■ **課題内容 1**: 下記のフッ化ビニリデン系樹脂フィルムに関するページから、「- 前記フィルム用組成物は、」を含む語句で始まり「4のいずれか1項に記載のフッ化ビニリデン系樹脂フィルム。」で終わる部分を、一字一句変えずに抜き出して返してください。

■ **ページ**:
フィルムを延伸して製膜する際に、フィルムが破れずに製膜可能であれば、フィルム製膜性が「良好:A」、破れが発生する等して製膜不能であれば製膜性が「悪い:B」と判断した。
Claims (10)
- フッ化ビニリデン系樹脂および有機粒子を含有するフィルム用組成物を用いて作製されたフッ化ビニリデン系樹脂フィルムであって、
当該フッ化ビニリデン系樹脂フィルムの少なくとも一方面に複数の突起を有し、
前記複数の突起のうち、突起が存在していない平滑面から0.10μmを超える突起の数が、前記フッ化ビニリデン系樹脂フィルム0.10mm2あたり40個以上、400個以下であることを特徴とするフッ化ビニリデン系樹脂フィルム。 - 静摩擦係数が0.20以上、0.50以下であることを特徴とする請求項1に記載のフッ化ビニリデン系樹脂フィルム。
- 前記有機粒子の平均粒子径をd(μm)、前記フッ化ビニリデン系樹脂フィルムのフィルム厚をt(μm)としたとき、0.18≦d/t≦2.0の関係式を満たすことを特徴とする請求項1または2に記載のフッ化ビニリデン系樹脂フィルム。
- 前記フィルム用組成物は、前記フッ化ビニリデン系樹脂100重量部に対し、前記有機粒子を0.050重量部以上、3.0重量部以下含有することを特徴とする請求項1~3のいずれか1項に記載のフッ化ビニリデン系樹脂フィルム。
- 前記有機粒子は、架橋アクリル樹脂、架橋スチレン樹脂から選択される1種またはそれ以上の有機化合物の粒子であることを特徴とする請求項1~4のいずれか1項に記載のフッ化ビニリデン系樹脂フィルム。
- 前記フッ化ビニリデン系樹脂は、フッ化ビニリデンの単独重合体もしくはフッ化ビニリデン-ヘキサフルオロプロピレン共重合体、またはそれらの混合物であることを特徴とする請求項1~5のいずれか1項に記載のフッ化ビニリデン系樹脂フィルム。

■ **提供データ**:
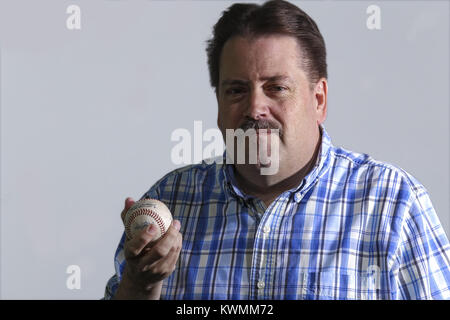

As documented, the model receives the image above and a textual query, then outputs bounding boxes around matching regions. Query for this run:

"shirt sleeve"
[396,187,450,300]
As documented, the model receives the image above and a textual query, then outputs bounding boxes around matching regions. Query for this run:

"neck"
[230,129,322,206]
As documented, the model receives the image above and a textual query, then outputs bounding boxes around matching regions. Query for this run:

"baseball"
[124,199,172,241]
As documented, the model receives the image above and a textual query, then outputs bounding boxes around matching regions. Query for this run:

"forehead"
[220,35,303,79]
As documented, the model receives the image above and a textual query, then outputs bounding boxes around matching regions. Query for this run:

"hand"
[114,198,182,299]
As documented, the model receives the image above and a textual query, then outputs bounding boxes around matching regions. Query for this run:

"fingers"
[124,224,161,259]
[142,220,182,265]
[143,238,181,280]
[120,197,136,223]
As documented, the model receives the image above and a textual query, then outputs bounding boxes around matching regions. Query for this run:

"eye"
[270,86,287,92]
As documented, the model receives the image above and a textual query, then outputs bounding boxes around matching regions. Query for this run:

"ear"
[314,78,328,125]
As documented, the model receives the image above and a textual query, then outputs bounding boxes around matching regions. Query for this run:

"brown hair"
[206,0,327,92]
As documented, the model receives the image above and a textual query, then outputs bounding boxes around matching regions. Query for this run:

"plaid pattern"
[104,126,450,299]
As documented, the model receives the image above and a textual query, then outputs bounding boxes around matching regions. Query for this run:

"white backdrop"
[0,0,450,299]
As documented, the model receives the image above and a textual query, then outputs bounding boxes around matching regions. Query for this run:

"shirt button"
[257,281,265,289]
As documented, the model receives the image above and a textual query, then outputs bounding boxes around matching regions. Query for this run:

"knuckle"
[153,246,166,259]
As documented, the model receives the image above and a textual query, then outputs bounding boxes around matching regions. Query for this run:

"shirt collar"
[222,124,333,203]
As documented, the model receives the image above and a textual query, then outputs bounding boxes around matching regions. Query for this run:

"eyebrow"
[221,75,291,86]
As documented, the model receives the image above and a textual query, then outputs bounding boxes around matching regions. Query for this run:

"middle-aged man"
[104,1,450,299]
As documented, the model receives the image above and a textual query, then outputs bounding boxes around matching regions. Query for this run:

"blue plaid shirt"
[104,126,450,299]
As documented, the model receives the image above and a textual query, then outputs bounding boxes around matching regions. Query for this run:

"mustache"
[239,118,283,138]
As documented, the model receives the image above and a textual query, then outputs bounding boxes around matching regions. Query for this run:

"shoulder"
[331,147,427,200]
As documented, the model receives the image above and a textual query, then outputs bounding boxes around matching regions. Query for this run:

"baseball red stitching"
[126,208,165,237]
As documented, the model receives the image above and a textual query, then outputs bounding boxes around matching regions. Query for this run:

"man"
[105,1,450,299]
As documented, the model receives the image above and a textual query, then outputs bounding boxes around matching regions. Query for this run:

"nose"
[244,88,270,120]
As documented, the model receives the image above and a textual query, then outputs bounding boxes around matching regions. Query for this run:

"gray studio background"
[0,0,450,299]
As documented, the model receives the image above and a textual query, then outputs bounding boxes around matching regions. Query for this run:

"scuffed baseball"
[124,199,172,241]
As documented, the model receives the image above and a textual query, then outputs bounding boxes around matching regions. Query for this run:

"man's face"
[217,35,326,171]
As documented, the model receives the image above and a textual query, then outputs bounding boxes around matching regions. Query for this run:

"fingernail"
[147,223,156,235]
[173,220,181,231]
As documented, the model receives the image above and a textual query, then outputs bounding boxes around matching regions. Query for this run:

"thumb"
[120,197,136,223]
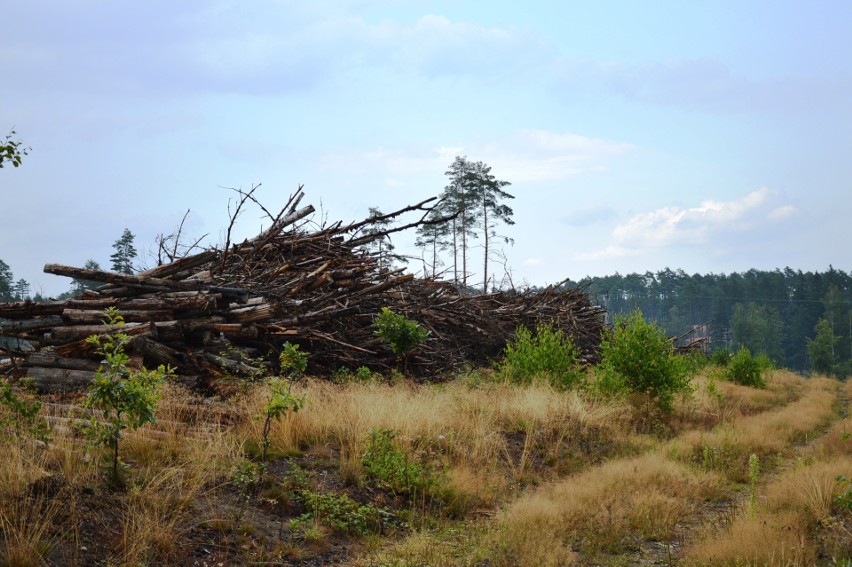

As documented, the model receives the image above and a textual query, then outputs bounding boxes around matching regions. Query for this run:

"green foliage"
[724,347,768,389]
[0,130,30,168]
[373,307,429,356]
[710,348,731,368]
[260,379,305,462]
[290,490,399,536]
[83,307,173,482]
[330,366,373,384]
[805,319,840,376]
[600,310,689,412]
[278,342,310,379]
[0,383,50,441]
[361,429,436,500]
[498,323,582,387]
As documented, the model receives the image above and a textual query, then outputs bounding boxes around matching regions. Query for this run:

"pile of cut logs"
[0,192,604,391]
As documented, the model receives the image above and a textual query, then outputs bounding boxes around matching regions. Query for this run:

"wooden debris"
[0,192,604,391]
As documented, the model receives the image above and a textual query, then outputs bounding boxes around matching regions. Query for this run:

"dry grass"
[686,456,852,566]
[492,453,720,564]
[243,380,629,484]
[670,375,839,482]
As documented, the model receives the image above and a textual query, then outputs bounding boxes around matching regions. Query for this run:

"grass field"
[0,367,852,566]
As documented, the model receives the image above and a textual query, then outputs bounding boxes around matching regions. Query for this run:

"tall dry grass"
[496,452,720,565]
[244,380,629,480]
[669,375,839,482]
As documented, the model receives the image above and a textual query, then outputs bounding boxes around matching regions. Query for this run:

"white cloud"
[767,205,799,221]
[578,187,796,260]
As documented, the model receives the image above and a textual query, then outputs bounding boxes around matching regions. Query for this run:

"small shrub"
[710,348,731,368]
[600,310,689,412]
[362,429,435,500]
[83,307,173,483]
[330,366,373,384]
[725,347,766,389]
[278,342,310,379]
[260,380,305,463]
[290,490,398,536]
[499,323,582,387]
[373,307,429,372]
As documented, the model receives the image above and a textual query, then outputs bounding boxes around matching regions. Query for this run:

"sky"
[0,0,852,296]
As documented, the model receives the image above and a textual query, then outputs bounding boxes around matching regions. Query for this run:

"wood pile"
[0,192,603,391]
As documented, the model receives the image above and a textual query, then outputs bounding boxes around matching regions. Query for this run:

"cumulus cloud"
[583,187,796,259]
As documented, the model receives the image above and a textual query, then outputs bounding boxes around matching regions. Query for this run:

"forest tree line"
[563,266,852,377]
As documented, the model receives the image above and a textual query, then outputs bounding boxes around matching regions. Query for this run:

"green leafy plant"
[710,348,731,367]
[498,323,582,387]
[278,342,310,380]
[330,366,373,384]
[725,347,766,389]
[600,310,689,412]
[373,307,429,372]
[0,383,50,441]
[83,307,173,482]
[290,490,399,536]
[361,428,437,501]
[260,379,305,463]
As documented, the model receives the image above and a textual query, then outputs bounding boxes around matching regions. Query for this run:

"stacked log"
[0,190,603,391]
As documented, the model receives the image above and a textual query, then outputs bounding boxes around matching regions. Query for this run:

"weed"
[290,490,401,536]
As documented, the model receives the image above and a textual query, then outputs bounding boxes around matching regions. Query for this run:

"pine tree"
[414,207,451,278]
[71,258,103,295]
[364,207,408,270]
[0,260,14,301]
[471,161,515,293]
[109,228,136,274]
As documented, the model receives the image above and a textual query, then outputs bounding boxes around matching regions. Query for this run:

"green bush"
[373,307,429,373]
[83,307,173,484]
[278,342,309,379]
[498,323,582,387]
[600,310,689,412]
[290,490,400,536]
[725,347,768,389]
[373,307,429,356]
[710,348,731,368]
[361,429,436,500]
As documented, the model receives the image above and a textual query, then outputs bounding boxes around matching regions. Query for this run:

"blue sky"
[0,0,852,295]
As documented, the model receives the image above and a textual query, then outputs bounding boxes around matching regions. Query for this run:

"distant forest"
[563,267,852,377]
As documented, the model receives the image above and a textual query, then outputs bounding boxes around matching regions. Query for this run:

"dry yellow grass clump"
[670,374,839,482]
[492,452,720,565]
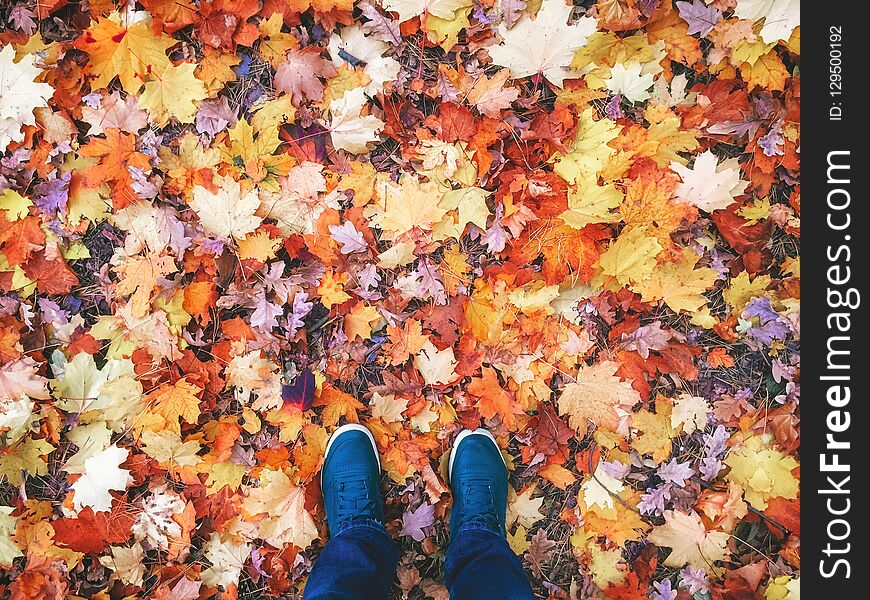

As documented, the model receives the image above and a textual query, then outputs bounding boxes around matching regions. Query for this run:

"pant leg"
[444,523,534,600]
[303,519,398,600]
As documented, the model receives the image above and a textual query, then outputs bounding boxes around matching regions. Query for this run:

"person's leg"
[305,519,397,600]
[444,429,534,600]
[303,425,397,600]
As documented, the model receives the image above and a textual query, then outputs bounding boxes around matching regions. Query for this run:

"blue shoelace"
[462,479,499,528]
[337,477,374,521]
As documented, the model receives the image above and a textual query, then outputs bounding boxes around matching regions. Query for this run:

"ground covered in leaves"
[0,0,800,600]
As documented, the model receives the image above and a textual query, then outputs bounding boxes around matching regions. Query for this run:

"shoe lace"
[462,479,498,527]
[337,477,374,520]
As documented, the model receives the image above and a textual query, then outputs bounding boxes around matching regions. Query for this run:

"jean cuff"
[456,521,504,538]
[332,518,390,537]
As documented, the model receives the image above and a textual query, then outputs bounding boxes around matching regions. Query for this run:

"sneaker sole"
[447,428,507,483]
[320,423,381,485]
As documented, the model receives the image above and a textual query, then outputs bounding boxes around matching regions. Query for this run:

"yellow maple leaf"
[647,510,729,573]
[242,469,319,549]
[593,227,662,286]
[740,50,790,92]
[722,271,772,314]
[317,271,350,308]
[725,436,798,510]
[553,108,621,183]
[507,484,544,529]
[344,302,383,340]
[558,360,640,437]
[139,429,202,471]
[372,175,447,239]
[139,63,208,127]
[257,12,299,67]
[238,231,281,263]
[200,461,247,494]
[75,13,176,94]
[634,248,719,313]
[507,525,532,556]
[148,379,202,433]
[631,396,676,463]
[559,177,625,229]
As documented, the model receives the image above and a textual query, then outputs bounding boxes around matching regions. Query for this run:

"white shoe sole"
[320,423,381,486]
[447,428,507,483]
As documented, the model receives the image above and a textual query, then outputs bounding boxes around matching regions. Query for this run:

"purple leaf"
[622,321,673,359]
[329,221,368,254]
[677,0,722,37]
[281,367,314,410]
[656,458,695,487]
[399,502,435,542]
[637,483,671,515]
[650,579,677,600]
[680,567,710,594]
[251,290,284,331]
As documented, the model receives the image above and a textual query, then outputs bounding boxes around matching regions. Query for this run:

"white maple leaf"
[329,88,385,154]
[414,342,458,385]
[0,44,54,152]
[72,444,133,514]
[647,510,728,573]
[605,63,653,102]
[328,25,399,96]
[383,0,471,22]
[201,532,251,589]
[581,463,625,509]
[188,177,262,241]
[670,150,749,212]
[734,0,801,44]
[489,0,597,87]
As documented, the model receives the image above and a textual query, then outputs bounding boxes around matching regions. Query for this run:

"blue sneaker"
[320,423,384,535]
[447,429,507,539]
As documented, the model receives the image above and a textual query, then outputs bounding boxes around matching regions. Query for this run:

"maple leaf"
[51,503,135,553]
[467,69,520,119]
[0,44,54,152]
[670,150,749,212]
[328,25,401,97]
[674,0,722,37]
[242,469,319,549]
[399,502,435,542]
[725,437,798,510]
[467,367,523,429]
[139,63,208,126]
[201,531,251,589]
[558,361,640,437]
[606,63,653,102]
[275,47,337,106]
[507,484,544,529]
[550,108,620,185]
[671,394,710,433]
[100,540,145,587]
[598,227,662,286]
[75,13,175,94]
[373,176,447,237]
[488,0,596,87]
[71,444,133,514]
[647,510,729,573]
[79,129,151,209]
[734,0,801,43]
[329,88,385,154]
[633,248,719,313]
[188,177,262,241]
[414,340,459,385]
[115,256,176,317]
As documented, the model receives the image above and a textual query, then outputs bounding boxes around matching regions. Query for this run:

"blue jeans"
[304,519,534,600]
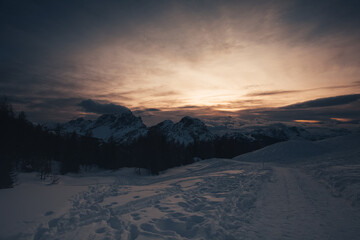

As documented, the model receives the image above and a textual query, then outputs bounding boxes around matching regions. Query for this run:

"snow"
[0,134,360,240]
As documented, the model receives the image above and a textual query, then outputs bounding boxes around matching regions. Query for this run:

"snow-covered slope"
[150,116,215,145]
[234,134,360,162]
[234,134,360,206]
[62,108,147,143]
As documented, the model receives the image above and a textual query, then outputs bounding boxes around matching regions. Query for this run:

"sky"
[0,0,360,125]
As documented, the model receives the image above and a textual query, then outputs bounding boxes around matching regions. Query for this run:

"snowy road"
[244,167,360,239]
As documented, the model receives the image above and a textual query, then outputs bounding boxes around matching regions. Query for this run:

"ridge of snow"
[151,116,215,146]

■ **課題内容 2**: 上記データの行のうち、冒頭から「[257,281,265,289]」を含む行までを、両端を含めて、「brown hair」を「dark hair」に置き換え、その他は一切変えずに示してください。画像は出力に含めないでください。

■ **解答 1**:
- 前記フィルム用組成物は、前記フッ化ビニリデン系樹脂100重量部に対し、前記有機粒子を0.050重量部以上、3.0重量部以下含有することを特徴とする請求項1~3のいずれか1項に記載のフッ化ビニリデン系樹脂フィルム。
- 前記有機粒子は、架橋アクリル樹脂、架橋スチレン樹脂から選択される1種またはそれ以上の有機化合物の粒子であることを特徴とする請求項1~4のいずれか1項に記載のフッ化ビニリデン系樹脂フィルム。

■ **解答 2**:
As documented, the model receives the image above and a textual query, then outputs bounding boxes around matching regions. Query for this run:

"shirt sleeve"
[396,187,450,300]
As documented, the model receives the image above and a textual query, then outputs bounding boxes around matching regions. Query for this run:

"neck"
[230,129,322,206]
As documented, the model receives the image above and a textual query, then outputs bounding boxes around matching regions. Query for this run:

"baseball"
[124,199,172,241]
As documented, the model receives the image above and a textual query, then outputs bounding boxes around matching regions. Query for this run:

"forehead"
[220,35,303,79]
As documented, the model receives the image above and a textual query, then outputs bounding boxes around matching regions. Query for this run:

"hand"
[114,198,182,299]
As documented, the model receives the image above and a textual query, then outputs bounding boxes around matching regions. Query for this run:

"fingers"
[124,224,161,259]
[142,220,182,265]
[143,238,181,280]
[120,197,136,223]
As documented, the model receives the image above and a textual query, then outputs bounding boxes around matching regions. Query for this run:

"eye"
[270,86,287,92]
As documented, the model receives the image above and a textual query, then outputs bounding boxes around matching regions. Query for this run:

"ear"
[314,78,328,125]
As documented, the model receives the image above and a textual query, then outputs bounding boxes around matching regions. Query for this run:

"dark hair"
[206,0,327,92]
As documented, the model receives the image above and a textual query, then outputs bounding boxes around matching regions. Query for this run:

"plaid pattern"
[104,126,450,299]
As documented, the model receives the image above and a textual query, then outputs bounding boxes around matching regions. Query for this run:

"white backdrop"
[0,0,450,299]
As documented, the model receives the image above and a textual query, then outputs bounding boxes around matching regions. Query for this run:

"shirt button"
[257,281,265,289]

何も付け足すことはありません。